Data for this task:

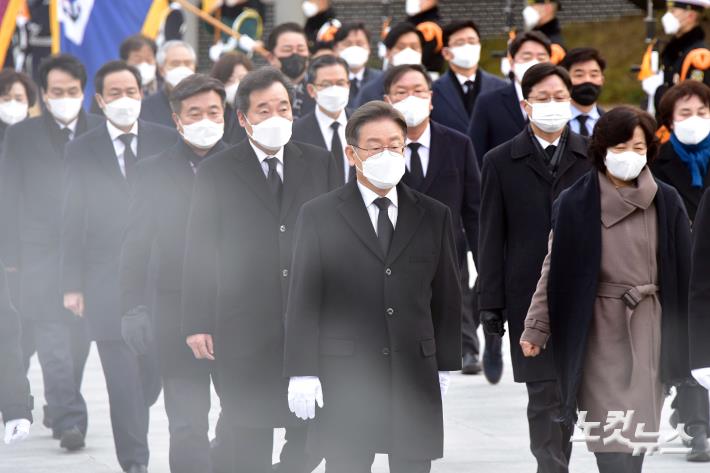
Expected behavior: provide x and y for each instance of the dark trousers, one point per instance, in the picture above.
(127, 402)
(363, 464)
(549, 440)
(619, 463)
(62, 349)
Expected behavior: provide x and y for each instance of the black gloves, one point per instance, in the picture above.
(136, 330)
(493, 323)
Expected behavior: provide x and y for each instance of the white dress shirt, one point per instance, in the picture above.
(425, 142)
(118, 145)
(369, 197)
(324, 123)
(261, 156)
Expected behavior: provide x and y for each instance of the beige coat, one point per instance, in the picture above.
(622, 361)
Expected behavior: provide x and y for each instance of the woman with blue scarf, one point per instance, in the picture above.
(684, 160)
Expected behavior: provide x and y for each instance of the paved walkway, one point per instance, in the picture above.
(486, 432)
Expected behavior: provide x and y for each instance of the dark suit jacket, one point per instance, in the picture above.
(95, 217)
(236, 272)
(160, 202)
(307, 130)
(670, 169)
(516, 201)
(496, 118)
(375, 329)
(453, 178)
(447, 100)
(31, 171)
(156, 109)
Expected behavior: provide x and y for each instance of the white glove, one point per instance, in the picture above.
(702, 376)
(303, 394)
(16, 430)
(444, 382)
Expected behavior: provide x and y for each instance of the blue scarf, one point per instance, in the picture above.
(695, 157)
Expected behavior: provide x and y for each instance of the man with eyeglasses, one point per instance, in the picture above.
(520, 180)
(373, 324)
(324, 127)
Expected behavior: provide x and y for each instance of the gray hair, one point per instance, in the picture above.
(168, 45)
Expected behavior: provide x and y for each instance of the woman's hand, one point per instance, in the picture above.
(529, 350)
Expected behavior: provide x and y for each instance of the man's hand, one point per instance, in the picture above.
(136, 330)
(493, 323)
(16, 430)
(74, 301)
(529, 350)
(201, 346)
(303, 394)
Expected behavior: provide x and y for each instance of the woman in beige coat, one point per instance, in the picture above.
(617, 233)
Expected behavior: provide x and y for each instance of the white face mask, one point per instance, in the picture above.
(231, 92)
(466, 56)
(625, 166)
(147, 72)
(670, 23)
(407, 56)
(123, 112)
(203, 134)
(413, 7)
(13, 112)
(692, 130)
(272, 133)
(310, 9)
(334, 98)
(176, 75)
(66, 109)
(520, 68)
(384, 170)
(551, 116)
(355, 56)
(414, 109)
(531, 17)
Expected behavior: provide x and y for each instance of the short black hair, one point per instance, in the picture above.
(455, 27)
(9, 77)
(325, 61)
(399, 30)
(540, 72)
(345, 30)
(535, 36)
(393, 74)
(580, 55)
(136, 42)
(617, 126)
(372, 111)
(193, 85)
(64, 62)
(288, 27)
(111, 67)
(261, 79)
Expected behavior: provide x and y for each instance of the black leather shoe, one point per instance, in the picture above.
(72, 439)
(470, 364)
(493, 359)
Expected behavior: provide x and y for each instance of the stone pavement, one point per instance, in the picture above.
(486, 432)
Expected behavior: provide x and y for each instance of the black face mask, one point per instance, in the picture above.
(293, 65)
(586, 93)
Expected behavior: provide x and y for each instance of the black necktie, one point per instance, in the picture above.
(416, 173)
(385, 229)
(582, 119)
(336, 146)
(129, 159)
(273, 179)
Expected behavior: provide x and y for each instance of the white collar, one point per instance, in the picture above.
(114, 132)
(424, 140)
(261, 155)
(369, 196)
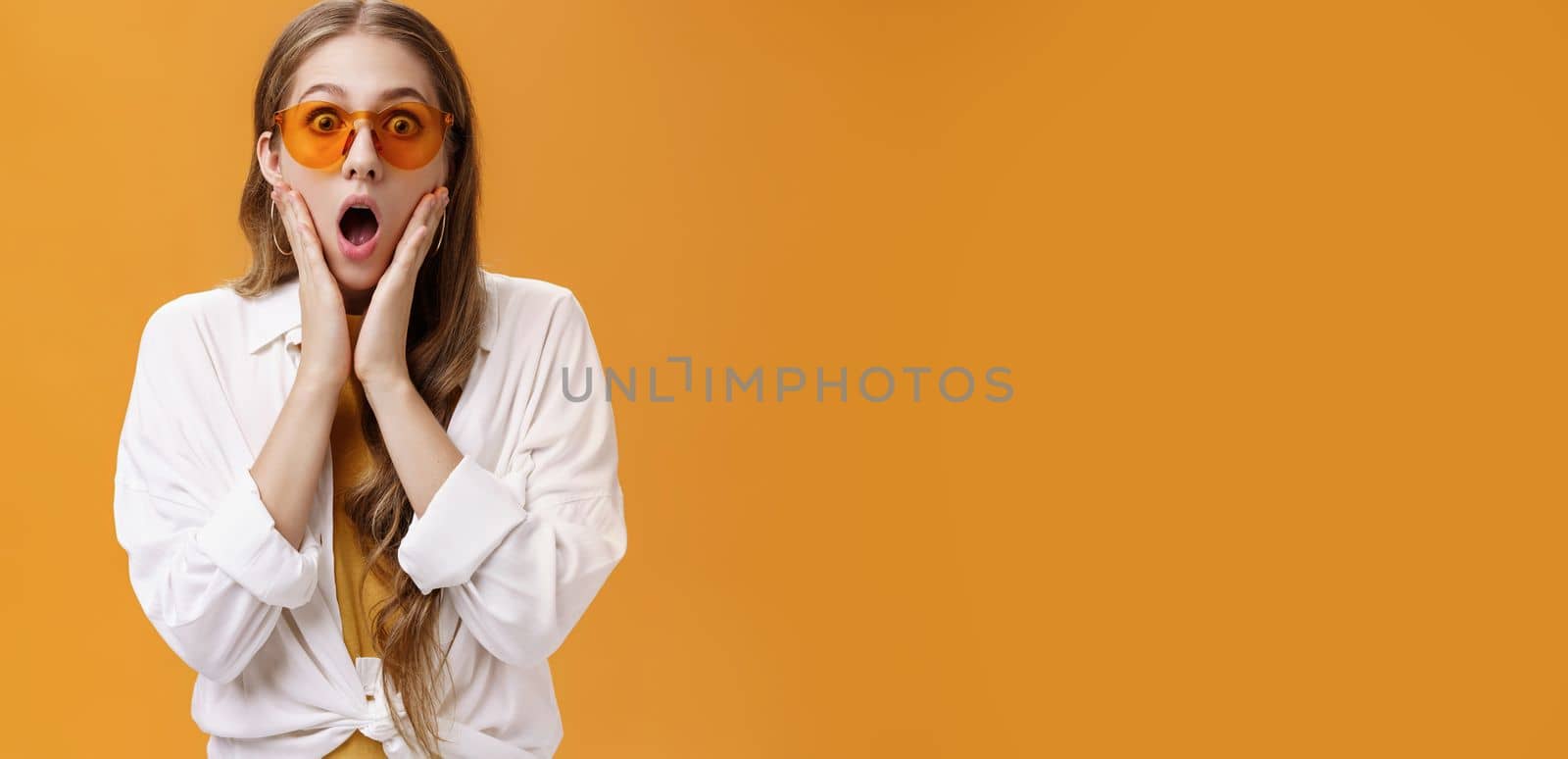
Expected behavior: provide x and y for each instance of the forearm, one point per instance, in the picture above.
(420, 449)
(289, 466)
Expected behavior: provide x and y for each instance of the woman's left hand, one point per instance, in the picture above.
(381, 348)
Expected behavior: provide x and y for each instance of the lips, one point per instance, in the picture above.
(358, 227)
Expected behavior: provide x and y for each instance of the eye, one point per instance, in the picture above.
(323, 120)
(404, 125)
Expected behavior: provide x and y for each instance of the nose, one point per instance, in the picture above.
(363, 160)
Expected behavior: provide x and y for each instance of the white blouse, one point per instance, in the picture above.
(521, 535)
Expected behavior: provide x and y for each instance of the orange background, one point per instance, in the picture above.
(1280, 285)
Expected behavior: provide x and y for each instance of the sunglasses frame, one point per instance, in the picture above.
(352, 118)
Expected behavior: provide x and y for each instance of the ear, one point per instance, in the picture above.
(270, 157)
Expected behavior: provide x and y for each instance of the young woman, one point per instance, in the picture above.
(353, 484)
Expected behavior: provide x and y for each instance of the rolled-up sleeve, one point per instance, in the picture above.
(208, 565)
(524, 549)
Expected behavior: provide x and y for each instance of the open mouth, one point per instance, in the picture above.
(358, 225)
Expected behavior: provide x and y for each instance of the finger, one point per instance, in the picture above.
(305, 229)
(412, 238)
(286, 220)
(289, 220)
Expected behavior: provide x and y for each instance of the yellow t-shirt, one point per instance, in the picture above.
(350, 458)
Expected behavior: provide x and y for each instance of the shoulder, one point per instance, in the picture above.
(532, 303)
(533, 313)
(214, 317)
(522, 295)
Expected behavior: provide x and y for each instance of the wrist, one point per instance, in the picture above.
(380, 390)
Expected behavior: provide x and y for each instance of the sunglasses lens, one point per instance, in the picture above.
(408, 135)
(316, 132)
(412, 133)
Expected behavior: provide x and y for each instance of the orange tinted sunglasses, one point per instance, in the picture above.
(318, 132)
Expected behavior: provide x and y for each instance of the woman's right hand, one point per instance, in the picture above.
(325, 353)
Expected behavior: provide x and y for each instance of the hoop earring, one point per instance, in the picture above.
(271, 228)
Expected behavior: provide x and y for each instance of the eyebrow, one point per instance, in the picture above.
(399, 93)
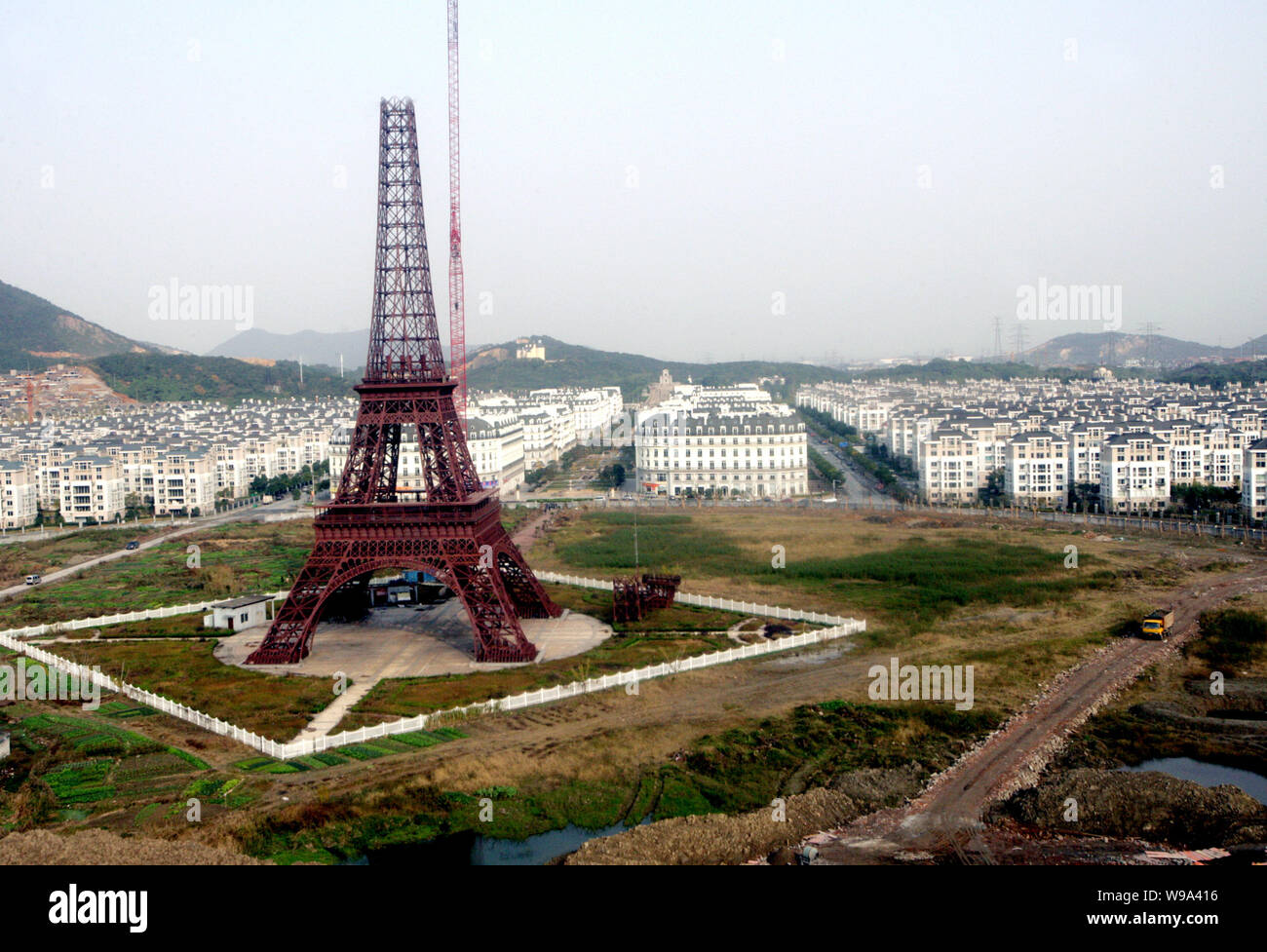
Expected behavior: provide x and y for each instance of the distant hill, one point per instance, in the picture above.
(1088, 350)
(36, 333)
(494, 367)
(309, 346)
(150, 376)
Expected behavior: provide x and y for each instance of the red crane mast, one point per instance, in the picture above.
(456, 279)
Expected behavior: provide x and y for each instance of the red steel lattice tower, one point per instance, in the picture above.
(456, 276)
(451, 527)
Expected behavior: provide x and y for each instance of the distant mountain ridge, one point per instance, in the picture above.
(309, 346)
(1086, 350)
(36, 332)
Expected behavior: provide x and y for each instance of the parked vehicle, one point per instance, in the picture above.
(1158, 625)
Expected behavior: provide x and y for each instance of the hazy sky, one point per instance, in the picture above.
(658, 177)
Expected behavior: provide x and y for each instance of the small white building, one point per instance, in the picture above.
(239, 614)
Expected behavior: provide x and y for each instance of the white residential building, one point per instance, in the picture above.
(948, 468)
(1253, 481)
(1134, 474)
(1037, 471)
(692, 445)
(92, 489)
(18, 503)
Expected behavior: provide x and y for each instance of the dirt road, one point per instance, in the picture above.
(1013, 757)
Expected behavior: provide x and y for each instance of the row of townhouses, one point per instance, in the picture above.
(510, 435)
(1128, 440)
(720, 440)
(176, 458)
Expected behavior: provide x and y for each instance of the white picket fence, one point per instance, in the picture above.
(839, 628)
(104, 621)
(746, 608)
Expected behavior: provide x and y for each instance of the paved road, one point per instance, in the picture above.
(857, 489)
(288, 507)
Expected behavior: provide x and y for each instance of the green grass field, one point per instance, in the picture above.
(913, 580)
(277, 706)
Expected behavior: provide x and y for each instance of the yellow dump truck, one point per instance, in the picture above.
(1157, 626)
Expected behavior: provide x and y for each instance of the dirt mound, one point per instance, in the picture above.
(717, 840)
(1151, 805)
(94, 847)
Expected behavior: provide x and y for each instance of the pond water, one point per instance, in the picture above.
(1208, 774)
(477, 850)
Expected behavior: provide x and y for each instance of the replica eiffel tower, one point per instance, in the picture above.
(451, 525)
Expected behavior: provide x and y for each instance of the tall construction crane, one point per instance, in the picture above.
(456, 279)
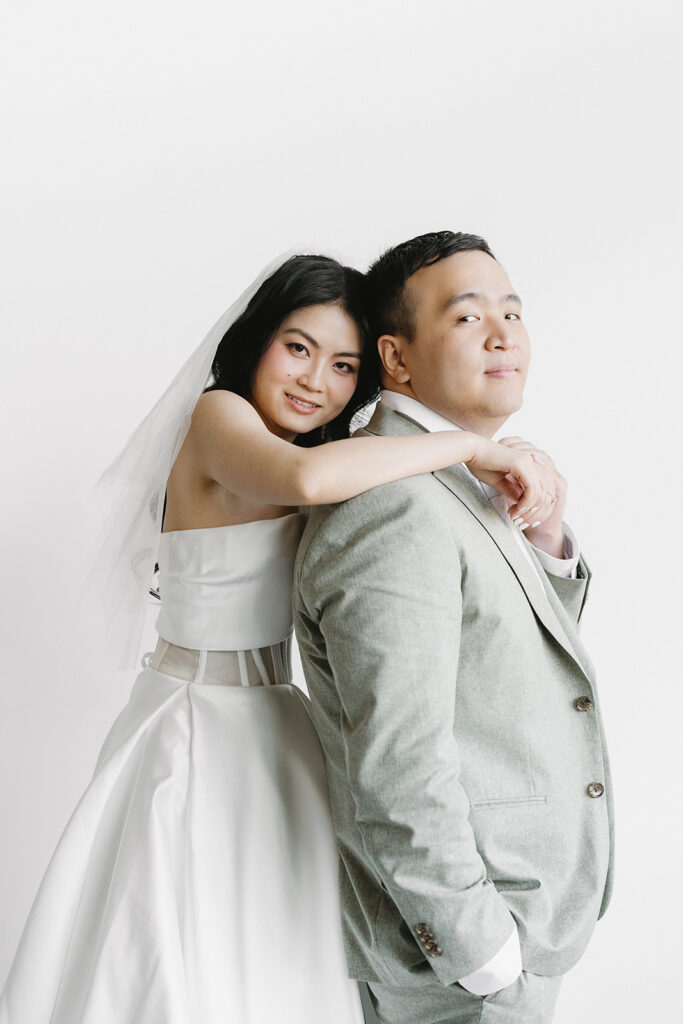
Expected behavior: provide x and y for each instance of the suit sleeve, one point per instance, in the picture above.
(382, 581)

Exercise: The full listing, reproduced exactly and without pictures, is the expected output.

Answer box:
Expected behavior: provide x and y for each instance of the dark trousers, one point per instance, in the picture above.
(127, 402)
(363, 464)
(549, 440)
(619, 463)
(62, 349)
Expected behavior: provide x and y for each instance of the black gloves, one point per instance, in the picture above.
(136, 330)
(493, 323)
Expected behavior: provide x and y for each instance of the white dress shirt, one point per instance, in the picture above.
(425, 142)
(118, 145)
(369, 197)
(324, 123)
(261, 156)
Expected behavior: provide x and y for each instance of the beige coat, one point per instance, in the picture above.
(622, 361)
Expected behavior: provide x and y for each instance of the woman with blue scarf, one point per instance, in the picture above.
(684, 160)
Expected behavior: provide x and y for each instance of the paved walkway, one point per instance, in the picture above.
(486, 432)
Expected behavior: provide x and y for each instance of the dark suit jacket, one point per instance, in the picture above.
(95, 217)
(236, 272)
(160, 202)
(307, 130)
(670, 169)
(516, 201)
(496, 118)
(375, 329)
(453, 178)
(447, 100)
(31, 171)
(156, 109)
Expected behavior: provide x and y for each instance of the white glove, one point per instance, in the picture above.
(702, 376)
(303, 394)
(16, 430)
(444, 382)
Expected behavior: provide x and y for each instance of the blue scarf, one point per instance, in the picture above.
(695, 157)
Expected behavior: provide x and y for each instance of the man with eyeglasses, one point per instance, in the picture above.
(520, 180)
(373, 324)
(324, 127)
Expected behavior: provide x and y for each instance of the gray hair, one point per instance, in the picture above.
(168, 45)
Expected behavior: provide x and y for each instance of the woman's hand, one point per instance, in the picture above.
(529, 350)
Expected behavior: provide x and y for each instance of the man's hand, one point per instance, in the picture above.
(136, 330)
(493, 323)
(16, 430)
(74, 301)
(529, 350)
(201, 346)
(303, 394)
Expected behavior: provide x and y for each instance of the woman in beige coat, one point per instance, in the picture above.
(617, 233)
Expected behavior: provide x and y for each instance of the white face mask, one point per instance, in the picture above.
(231, 92)
(466, 56)
(625, 166)
(147, 72)
(670, 23)
(407, 56)
(123, 112)
(203, 134)
(413, 7)
(13, 112)
(692, 130)
(272, 133)
(310, 9)
(334, 98)
(176, 75)
(66, 109)
(520, 68)
(384, 170)
(551, 116)
(355, 56)
(414, 109)
(531, 17)
Expected behavior: provide x and y for each instance of the short black hair, one point per instance, in the picture above.
(455, 27)
(9, 77)
(325, 61)
(399, 30)
(540, 72)
(345, 30)
(535, 36)
(393, 74)
(580, 55)
(136, 42)
(617, 126)
(372, 111)
(193, 85)
(64, 62)
(288, 27)
(111, 67)
(261, 79)
Expected behavior: provide x and y for each instance of the black leather shoe, one point per instance, in the picture above.
(72, 439)
(470, 364)
(493, 359)
Expected behavior: provide x and y for each instance of the stone pavement, one point per instance, in the picture above.
(486, 432)
Expected behavior: provide x and y for each instance of the black face mask, one point per instance, in the picture above.
(293, 65)
(586, 93)
Expected behavior: provide x and y for each instance of the black necktie, one point per instance, in the picture above.
(416, 173)
(385, 229)
(582, 119)
(336, 146)
(129, 159)
(273, 179)
Expected behavior: provide x and y for each instance of the white collar, one point per instance, in the picture above.
(114, 132)
(424, 140)
(261, 155)
(369, 196)
Expected behavior: provide x and y for each instance of the forearm, one point per instance, in the picture above.
(420, 449)
(289, 466)
Expected behavior: provide x and y for each instance of the woman's left hand, one point per instance, in the picture above.
(381, 348)
Expected behavior: provide x and y for each instance of the lips, one point per instance, in the picture above.
(358, 227)
Expected behavior: provide x and y for each instance of the eye, one point per instance, in the picture above.
(323, 120)
(404, 125)
Expected behavior: provide x and y for each instance of the nose, one point per instance, in the picture above.
(363, 160)
Expected behavior: provide x and y for each instance of the white blouse, one point per instance, in the picture above.
(521, 535)
Expected behavior: provide x and y for each instance of the orange background, one point per instance, in the picture above.
(1280, 285)
Expected behavior: provide x and y for each instance of the sunglasses frame, one point per instance, in the picture above.
(352, 118)
Expected behavior: provide x and y for each instance of the ear, one point per instance, in the picture above.
(270, 157)
Expected behavior: provide x and y for each instance of the young woman, one point per instance, in the picture above.
(353, 484)
Expected behavior: provide x and y for each instance of the rolled-up sleeve, one point per instance, in the picture above.
(208, 565)
(524, 549)
Expected behavior: provide x and y for each instance of the open mouth, one point per instance, in the picture above.
(358, 225)
Expected behavior: provide x and y for each instance of the finger, one point per instance, in the picture above.
(305, 229)
(412, 238)
(286, 220)
(289, 220)
Expected behavior: provide x and y for each instance of the yellow t-shirt, one point per instance, in the picture above.
(350, 458)
Expected behavior: provide x and y for each instance of the shoulder, one point per instance, in the picture above.
(532, 303)
(533, 313)
(214, 317)
(522, 295)
Expected behavior: provide x and y for each instance of the wrist, one point per instance, in the picture above.
(380, 390)
Expected behavior: provide x and y for each instance of the sunglasses lens, one point per instance, in the picture above.
(408, 135)
(316, 132)
(412, 133)
Expected behavior: provide x and y for each instance of the orange tinted sunglasses, one point per instance, in the picture above.
(318, 132)
Expected behavior: provide x and y for each instance of the woman's right hand, one point per instance, in the picture above.
(325, 353)
Expected behavior: provide x and y for each instance of the hoop earring, one point per instance, in the picture above.
(271, 228)
Expected behavior: provide x and y for each instance of the eyebrow, one point per instance, in the picture above.
(399, 93)
Expected behavior: provide x and y for each instance of the distant hill, one point per instance, in the picture above.
(1088, 350)
(36, 333)
(494, 367)
(309, 346)
(150, 376)
Expected behavior: provide x and y for each instance of the red crane mast, one point per instance, in the picture above.
(456, 279)
Expected behavior: provide x and y for each instance of the red steel lattice tower, one point per instance, in the picture above.
(456, 276)
(451, 527)
Expected behavior: provide x and y for each instance of the distant mountain ridge, one point per instance, in the picture above.
(309, 346)
(1086, 350)
(36, 332)
Expected behavior: provide x and y for each instance of the parked vehicle, one point per instance, in the picture above.
(1158, 625)
Expected behavior: provide x and y for each instance of the hazy sky, one point per instance, in the picture above.
(658, 177)
Expected behavior: provide x and y for each instance of the small white building, one point per instance, in the picture above.
(239, 614)
Expected behavior: provide x and y for each instance of the white residential building, one point per instance, in the picture above.
(948, 468)
(1253, 481)
(1134, 474)
(1037, 471)
(692, 445)
(92, 489)
(18, 503)
Expected behavior: provide x and y for each instance of the dirt road, one point per instance, in the picture above.
(1013, 757)
Expected behavior: provide x and y for each instance of the row of townhouses, one point per instance, in the picture above.
(510, 435)
(1128, 440)
(720, 440)
(176, 458)
Expected behavior: provide x and y for each instance of the white picket fence, one point per instance, in the picture above.
(839, 628)
(104, 621)
(746, 608)
Expected behavior: provide x and y for each instance of the paved road, one point per instance, in the picture above.
(857, 489)
(288, 507)
Expected behavior: provide x and y for each instance of the green grass field, one point per instance, in the picture above.
(913, 580)
(277, 706)
Expected behavior: provide x and y for each instance of the yellow dump truck, one point per instance, in the picture above.
(1157, 626)
Expected behavior: provide x and y for each instance of the dirt mound, one point per instance, in the picture above.
(717, 840)
(1151, 805)
(94, 847)
Expected behavior: provide x and y for each instance of the pond water, one point per instance, in the picture above.
(1208, 774)
(477, 850)
Expected behavior: provide x and y for each instance of the replica eiffel tower, one point per instance, in the picture above.
(451, 525)
Expected behavior: provide x and y for each instance of the tall construction crane, one point per instance, in the picture above.
(456, 279)
Expected behavior: provide x and y for each instance of the suit sleeve, one point per instance, in the picture above.
(382, 581)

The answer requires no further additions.